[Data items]
┌──
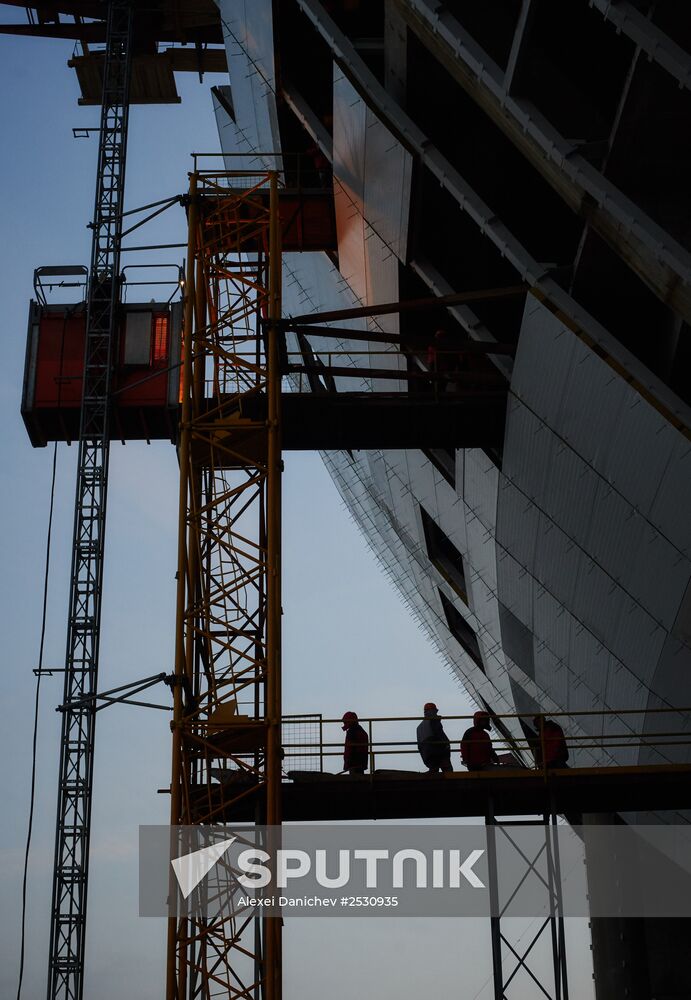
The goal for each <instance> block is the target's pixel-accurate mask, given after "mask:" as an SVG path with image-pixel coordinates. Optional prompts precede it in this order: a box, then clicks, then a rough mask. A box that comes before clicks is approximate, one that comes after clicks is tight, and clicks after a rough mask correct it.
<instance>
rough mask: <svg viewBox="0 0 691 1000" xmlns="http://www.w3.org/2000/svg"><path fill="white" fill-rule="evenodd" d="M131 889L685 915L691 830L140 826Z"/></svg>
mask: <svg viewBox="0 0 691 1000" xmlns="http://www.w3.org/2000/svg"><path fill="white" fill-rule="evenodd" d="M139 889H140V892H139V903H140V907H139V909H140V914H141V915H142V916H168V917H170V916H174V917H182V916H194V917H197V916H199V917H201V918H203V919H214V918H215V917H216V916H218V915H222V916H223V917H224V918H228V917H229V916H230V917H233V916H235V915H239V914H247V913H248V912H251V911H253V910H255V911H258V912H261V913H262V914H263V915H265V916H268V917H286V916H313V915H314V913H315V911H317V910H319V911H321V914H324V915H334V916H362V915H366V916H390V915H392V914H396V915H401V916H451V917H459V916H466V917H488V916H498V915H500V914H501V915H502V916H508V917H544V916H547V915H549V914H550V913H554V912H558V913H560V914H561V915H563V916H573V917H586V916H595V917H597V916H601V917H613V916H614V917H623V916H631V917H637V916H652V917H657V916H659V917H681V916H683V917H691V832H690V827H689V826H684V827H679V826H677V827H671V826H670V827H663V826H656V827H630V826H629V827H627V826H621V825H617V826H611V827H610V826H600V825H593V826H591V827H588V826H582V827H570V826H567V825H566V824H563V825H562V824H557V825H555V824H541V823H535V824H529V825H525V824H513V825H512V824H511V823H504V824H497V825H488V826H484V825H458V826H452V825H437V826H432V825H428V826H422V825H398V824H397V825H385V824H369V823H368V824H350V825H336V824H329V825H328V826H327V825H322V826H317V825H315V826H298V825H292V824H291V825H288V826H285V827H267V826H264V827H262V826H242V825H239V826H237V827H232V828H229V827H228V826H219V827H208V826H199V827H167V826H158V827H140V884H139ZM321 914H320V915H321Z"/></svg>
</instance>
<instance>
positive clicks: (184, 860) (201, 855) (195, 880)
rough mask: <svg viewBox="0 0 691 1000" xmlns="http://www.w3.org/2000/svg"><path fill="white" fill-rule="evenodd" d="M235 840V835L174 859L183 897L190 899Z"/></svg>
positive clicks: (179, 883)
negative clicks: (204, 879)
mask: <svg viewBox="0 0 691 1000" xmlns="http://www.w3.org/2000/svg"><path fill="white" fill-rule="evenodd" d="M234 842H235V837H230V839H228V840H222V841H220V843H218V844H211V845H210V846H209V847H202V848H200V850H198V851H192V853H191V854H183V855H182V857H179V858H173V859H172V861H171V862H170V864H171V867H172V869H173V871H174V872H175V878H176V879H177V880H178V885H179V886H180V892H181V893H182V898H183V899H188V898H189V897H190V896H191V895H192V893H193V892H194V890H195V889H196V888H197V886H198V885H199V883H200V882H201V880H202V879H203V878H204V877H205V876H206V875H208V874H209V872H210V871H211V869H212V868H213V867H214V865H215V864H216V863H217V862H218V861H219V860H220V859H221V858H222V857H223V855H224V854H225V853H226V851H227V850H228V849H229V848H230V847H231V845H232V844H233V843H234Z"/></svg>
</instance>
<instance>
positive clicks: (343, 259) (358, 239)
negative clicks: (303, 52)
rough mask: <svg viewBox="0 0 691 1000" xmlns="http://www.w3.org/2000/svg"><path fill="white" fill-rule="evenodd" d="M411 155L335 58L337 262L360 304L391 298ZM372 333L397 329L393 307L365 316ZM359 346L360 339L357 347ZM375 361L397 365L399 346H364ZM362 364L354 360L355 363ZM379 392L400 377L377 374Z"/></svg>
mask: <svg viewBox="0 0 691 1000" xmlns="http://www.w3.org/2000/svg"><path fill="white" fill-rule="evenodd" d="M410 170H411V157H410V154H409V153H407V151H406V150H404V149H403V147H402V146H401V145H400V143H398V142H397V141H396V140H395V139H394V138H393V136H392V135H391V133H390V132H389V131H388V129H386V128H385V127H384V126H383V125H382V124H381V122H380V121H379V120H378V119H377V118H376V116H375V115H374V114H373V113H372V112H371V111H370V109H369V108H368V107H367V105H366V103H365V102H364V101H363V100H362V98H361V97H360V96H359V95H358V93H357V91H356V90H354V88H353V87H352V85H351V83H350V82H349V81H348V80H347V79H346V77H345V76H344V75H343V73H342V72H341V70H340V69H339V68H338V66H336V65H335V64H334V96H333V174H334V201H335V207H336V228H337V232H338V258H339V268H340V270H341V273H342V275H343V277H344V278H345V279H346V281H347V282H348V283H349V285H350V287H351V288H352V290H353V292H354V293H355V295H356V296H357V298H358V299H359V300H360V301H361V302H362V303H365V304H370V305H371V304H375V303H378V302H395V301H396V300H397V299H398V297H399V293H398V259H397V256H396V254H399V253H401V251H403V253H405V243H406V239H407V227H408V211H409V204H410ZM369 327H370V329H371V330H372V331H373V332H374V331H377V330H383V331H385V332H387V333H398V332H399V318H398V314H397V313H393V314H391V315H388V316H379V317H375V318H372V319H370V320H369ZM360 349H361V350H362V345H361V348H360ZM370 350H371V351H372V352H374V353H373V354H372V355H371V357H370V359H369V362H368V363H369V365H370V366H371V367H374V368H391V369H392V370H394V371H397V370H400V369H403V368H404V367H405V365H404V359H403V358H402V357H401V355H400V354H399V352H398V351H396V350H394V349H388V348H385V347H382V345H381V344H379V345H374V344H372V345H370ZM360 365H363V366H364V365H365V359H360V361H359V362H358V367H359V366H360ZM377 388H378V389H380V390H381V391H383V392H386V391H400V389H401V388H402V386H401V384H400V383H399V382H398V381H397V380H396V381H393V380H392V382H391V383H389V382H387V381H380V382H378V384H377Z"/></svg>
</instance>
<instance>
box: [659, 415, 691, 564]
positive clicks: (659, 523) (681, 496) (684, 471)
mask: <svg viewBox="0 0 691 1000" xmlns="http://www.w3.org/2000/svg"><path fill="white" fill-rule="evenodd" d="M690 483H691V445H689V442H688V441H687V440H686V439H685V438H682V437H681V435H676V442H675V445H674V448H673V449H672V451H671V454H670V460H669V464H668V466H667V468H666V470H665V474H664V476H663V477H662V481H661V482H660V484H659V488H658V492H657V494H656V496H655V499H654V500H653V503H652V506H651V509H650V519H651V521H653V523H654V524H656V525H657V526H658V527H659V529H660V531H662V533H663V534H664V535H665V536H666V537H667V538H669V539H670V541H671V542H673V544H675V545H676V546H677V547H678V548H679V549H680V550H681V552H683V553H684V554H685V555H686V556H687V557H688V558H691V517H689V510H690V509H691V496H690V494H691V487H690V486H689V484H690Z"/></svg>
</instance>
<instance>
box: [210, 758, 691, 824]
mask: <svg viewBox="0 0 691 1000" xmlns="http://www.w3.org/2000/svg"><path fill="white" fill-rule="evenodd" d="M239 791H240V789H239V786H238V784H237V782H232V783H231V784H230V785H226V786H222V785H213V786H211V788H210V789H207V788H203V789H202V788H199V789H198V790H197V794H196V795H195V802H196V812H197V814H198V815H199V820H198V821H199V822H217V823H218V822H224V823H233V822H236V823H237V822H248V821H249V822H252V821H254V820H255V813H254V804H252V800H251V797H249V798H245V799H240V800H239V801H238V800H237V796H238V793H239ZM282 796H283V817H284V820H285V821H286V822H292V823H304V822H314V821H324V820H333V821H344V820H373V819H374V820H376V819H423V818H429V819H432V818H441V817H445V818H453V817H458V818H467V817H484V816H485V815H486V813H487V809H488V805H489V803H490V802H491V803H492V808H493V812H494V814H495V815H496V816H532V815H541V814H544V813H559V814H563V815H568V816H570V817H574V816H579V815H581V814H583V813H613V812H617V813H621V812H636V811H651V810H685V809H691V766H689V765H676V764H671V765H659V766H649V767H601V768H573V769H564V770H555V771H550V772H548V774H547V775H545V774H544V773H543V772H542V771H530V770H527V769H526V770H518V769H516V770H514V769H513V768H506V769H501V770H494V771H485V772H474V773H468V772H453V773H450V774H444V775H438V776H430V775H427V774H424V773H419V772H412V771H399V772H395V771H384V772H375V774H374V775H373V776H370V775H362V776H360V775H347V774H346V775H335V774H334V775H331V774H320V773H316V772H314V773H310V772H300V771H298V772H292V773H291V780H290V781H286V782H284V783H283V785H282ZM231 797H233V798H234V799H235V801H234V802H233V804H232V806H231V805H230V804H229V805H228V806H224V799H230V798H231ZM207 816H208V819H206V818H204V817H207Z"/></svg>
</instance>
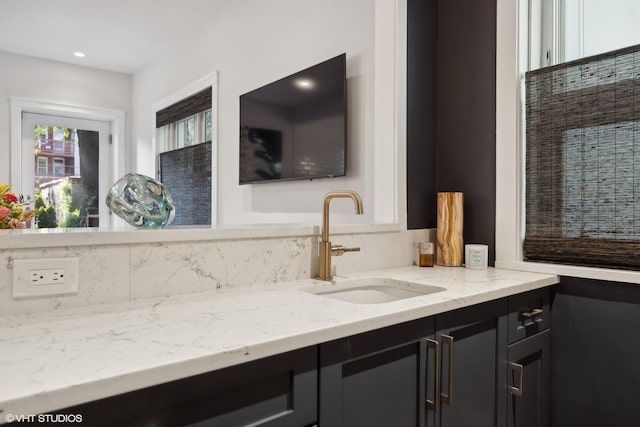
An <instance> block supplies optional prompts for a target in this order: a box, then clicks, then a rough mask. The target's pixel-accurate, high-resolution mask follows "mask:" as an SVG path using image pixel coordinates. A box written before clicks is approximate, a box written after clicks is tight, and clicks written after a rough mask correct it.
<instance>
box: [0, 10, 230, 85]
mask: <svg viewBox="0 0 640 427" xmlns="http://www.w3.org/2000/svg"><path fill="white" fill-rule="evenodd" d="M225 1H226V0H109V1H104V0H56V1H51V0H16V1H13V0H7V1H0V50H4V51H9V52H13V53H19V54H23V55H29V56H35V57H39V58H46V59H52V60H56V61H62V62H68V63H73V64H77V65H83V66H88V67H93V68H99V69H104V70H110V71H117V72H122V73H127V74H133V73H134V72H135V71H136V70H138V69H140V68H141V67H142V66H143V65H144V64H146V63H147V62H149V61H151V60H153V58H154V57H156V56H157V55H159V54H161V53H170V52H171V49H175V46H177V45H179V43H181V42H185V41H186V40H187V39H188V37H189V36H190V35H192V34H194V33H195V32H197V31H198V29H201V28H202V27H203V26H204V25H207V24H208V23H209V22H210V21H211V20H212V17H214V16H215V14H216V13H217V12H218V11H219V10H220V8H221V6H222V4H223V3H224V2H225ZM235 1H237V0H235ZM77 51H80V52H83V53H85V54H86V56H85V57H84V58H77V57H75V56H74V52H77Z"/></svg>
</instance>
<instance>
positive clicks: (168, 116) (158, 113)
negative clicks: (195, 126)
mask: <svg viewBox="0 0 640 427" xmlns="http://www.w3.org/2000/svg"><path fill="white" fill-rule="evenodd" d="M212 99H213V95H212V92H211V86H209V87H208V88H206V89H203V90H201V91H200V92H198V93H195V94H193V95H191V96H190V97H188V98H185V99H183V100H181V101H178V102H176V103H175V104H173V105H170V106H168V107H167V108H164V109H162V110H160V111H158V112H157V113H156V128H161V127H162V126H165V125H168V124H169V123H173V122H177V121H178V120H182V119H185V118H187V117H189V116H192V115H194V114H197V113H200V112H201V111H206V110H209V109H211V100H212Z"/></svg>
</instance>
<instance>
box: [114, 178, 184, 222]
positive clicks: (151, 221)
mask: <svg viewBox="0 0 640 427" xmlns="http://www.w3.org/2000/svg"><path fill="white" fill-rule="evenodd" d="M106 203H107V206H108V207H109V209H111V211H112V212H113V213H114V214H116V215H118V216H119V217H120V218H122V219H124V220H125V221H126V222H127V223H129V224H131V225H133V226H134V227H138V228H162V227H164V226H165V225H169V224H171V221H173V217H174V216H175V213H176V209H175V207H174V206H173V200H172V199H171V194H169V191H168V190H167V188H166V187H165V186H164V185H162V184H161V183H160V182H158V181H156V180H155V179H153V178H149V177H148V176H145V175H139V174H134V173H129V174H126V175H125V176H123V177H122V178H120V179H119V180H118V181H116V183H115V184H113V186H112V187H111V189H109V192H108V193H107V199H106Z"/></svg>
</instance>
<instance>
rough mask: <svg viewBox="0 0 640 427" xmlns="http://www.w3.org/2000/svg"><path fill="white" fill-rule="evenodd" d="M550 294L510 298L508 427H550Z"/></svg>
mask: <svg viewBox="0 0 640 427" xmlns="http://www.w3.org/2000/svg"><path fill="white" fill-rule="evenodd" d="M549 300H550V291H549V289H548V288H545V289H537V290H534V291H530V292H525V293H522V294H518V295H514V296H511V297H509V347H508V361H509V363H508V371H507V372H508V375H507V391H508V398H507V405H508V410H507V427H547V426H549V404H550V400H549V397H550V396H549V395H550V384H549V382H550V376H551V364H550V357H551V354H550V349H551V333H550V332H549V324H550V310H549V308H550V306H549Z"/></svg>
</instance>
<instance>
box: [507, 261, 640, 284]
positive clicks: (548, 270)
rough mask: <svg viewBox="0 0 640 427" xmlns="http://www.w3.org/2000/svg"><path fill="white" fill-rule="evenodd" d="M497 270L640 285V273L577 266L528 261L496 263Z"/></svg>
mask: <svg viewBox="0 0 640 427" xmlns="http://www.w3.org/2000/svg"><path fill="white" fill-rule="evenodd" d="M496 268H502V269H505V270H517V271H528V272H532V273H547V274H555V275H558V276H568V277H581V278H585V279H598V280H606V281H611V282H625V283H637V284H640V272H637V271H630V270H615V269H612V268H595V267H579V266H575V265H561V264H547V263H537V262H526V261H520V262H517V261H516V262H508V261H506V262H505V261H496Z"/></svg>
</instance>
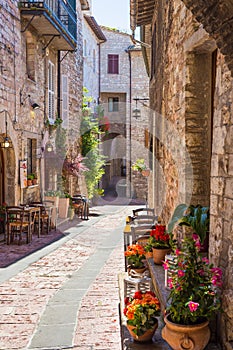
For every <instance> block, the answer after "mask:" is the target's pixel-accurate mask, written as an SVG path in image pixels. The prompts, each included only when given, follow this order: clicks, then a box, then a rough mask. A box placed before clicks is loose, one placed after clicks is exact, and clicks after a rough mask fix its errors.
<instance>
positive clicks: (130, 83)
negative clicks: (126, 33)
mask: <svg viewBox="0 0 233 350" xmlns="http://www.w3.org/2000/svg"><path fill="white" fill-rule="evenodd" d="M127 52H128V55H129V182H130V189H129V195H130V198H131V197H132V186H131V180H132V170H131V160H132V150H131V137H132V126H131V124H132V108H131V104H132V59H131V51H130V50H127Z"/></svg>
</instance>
└──
EXERCISE PROMPT
Format the lines that start at the beginning of the records and end at the line containing "889L685 915L691 830L140" as a numbered list. Leave out blank lines and pictures.

TASK RESULT
1. The goal for each <instance> block is the target's pixel-accurate mask, given after "mask:" as an SVG path with image-pixel coordinates. Optional prompts precede it in this order: a box, then clicks, then a rough mask. A box that comes before clicks is approximate, one that comes after clicks is tight, and clicks after a rough mask correct it.
2. <instance>
3. rough mask: <svg viewBox="0 0 691 1000" xmlns="http://www.w3.org/2000/svg"><path fill="white" fill-rule="evenodd" d="M131 889L685 915L691 830L140 826Z"/></svg>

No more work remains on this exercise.